▶ [Exercise material]:
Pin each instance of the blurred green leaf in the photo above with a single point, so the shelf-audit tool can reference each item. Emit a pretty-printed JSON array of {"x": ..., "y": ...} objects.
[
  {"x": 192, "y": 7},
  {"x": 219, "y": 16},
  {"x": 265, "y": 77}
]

▶ [What needs to be done]:
Rewrite the records above as a numbered list with one line per entry, leaving out any blank lines.

▶ [Response to this exercise]:
1. Pin each instance of the blurred green leaf in the photo above with a single point, so the shelf-audit tool can reference each item. Emit a pretty-printed JSON array of {"x": ..., "y": ...} objects.
2. [
3.   {"x": 192, "y": 7},
4.   {"x": 219, "y": 16},
5.   {"x": 265, "y": 77}
6. ]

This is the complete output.